#### WORK REQUIRED
Copy each line of the data that has "traffic" in it.

[Items from a data source]

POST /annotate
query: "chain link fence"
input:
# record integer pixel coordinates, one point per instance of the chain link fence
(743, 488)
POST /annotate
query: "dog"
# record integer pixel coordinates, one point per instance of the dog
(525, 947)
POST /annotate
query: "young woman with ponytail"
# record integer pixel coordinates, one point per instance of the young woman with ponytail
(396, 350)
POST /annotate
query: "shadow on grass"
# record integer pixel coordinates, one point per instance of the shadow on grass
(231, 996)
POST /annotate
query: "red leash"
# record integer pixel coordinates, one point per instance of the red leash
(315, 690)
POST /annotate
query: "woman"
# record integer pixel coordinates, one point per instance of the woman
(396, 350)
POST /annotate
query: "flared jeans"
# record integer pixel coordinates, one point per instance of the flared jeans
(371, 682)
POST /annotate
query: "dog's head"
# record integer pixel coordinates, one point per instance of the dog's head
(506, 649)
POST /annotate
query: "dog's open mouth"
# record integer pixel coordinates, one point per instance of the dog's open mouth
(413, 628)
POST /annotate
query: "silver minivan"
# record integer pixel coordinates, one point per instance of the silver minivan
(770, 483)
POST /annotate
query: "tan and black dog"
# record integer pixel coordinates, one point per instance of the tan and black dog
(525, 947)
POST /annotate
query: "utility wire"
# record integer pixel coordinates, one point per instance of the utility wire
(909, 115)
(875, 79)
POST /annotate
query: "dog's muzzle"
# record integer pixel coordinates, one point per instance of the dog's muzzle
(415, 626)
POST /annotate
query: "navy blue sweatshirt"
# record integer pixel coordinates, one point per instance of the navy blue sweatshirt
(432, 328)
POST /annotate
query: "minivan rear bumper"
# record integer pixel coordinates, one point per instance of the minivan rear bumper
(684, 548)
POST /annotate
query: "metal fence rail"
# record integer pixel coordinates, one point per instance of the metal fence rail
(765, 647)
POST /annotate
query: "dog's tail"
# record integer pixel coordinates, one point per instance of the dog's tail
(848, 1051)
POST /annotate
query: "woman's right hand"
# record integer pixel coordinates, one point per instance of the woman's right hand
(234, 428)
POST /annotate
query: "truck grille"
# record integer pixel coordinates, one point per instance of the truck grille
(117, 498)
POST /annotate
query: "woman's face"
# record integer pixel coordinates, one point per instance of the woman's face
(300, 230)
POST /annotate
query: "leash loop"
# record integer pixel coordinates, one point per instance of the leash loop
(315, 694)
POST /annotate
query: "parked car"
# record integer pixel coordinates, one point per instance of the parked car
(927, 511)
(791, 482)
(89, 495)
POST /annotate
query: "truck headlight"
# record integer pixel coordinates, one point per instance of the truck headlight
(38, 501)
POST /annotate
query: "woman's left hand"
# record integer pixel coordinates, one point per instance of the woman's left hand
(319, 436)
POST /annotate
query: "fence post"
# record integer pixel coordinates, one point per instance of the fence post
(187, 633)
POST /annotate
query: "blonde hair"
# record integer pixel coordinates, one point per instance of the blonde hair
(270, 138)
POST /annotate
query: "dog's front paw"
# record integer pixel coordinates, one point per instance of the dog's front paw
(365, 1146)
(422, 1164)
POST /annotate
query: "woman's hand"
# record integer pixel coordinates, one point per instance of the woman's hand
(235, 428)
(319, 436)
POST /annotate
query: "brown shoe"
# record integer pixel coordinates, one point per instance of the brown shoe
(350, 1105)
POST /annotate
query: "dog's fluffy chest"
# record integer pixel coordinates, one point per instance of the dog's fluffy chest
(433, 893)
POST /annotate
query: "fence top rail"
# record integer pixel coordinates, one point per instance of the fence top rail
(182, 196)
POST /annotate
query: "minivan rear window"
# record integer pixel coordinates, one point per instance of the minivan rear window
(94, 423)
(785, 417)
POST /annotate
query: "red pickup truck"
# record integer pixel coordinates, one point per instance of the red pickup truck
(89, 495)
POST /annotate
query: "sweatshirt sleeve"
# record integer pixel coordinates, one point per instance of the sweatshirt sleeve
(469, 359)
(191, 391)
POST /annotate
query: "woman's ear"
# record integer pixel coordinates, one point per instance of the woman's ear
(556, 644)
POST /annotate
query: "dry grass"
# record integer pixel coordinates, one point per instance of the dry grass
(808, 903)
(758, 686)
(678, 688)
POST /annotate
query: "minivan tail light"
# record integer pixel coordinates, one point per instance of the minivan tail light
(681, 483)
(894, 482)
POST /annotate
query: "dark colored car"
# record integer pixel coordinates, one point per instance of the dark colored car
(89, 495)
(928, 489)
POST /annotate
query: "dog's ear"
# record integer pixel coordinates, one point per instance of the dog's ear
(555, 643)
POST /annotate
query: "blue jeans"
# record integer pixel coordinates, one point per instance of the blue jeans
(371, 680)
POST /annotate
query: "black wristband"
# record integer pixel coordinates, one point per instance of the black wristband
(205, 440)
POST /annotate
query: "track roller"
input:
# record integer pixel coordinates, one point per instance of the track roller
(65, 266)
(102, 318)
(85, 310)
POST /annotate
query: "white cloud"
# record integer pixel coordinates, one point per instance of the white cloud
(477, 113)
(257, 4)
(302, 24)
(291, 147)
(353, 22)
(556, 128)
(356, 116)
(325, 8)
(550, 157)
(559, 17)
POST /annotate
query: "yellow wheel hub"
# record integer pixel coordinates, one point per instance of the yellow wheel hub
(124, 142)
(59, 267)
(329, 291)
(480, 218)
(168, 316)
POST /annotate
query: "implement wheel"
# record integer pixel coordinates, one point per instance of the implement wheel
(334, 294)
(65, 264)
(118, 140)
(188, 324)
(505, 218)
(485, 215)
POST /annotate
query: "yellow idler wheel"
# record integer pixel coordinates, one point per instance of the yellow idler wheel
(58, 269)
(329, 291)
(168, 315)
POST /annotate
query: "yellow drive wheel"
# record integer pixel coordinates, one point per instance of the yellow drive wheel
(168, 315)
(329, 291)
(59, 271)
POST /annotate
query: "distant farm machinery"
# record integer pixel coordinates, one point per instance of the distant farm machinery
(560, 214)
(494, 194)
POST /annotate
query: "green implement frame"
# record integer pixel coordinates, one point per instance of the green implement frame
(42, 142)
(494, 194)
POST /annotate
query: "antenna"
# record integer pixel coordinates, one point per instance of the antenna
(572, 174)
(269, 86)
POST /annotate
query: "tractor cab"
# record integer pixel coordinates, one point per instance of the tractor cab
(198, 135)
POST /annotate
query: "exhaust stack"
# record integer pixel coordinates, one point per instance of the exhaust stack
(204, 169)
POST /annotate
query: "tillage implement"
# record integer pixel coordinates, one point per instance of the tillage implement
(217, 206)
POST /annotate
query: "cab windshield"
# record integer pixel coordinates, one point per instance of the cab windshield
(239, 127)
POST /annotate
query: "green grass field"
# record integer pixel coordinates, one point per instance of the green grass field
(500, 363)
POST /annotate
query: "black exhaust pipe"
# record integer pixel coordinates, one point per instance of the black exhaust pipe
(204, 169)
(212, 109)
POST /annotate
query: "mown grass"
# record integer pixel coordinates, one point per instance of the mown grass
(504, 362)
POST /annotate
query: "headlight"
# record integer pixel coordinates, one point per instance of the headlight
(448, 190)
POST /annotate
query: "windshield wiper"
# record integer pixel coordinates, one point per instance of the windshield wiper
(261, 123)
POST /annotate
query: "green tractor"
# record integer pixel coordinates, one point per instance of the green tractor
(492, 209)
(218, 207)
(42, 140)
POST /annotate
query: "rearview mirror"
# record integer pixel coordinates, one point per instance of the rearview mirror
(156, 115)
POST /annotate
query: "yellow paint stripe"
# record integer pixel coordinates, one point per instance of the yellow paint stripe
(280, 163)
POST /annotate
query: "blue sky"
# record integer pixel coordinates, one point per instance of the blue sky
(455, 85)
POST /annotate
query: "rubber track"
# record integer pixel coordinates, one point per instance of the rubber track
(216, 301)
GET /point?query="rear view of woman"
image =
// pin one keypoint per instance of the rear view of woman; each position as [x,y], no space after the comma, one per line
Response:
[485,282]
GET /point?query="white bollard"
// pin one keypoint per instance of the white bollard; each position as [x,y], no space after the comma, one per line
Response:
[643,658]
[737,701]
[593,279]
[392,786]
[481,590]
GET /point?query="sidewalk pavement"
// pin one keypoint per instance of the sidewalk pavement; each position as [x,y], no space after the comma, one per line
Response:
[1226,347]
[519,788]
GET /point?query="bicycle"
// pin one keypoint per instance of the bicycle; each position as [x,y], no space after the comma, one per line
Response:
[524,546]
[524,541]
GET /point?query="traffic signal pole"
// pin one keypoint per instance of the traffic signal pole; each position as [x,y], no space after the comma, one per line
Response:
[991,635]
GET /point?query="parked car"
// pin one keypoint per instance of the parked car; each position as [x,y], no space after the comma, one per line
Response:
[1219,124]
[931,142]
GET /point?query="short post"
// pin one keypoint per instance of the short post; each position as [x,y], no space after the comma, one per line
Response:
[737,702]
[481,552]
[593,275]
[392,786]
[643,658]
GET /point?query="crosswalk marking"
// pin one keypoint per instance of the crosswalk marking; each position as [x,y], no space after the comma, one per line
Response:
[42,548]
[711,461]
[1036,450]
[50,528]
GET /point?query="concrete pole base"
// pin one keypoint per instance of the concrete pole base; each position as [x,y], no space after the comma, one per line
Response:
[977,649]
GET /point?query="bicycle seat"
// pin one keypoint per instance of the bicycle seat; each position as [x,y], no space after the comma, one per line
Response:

#### ANSWER SECTION
GET /point?query="traffic signal pole"
// pin one keypoint per instance of the traffic signal pole; each position as [x,y], no space after the comma, one per line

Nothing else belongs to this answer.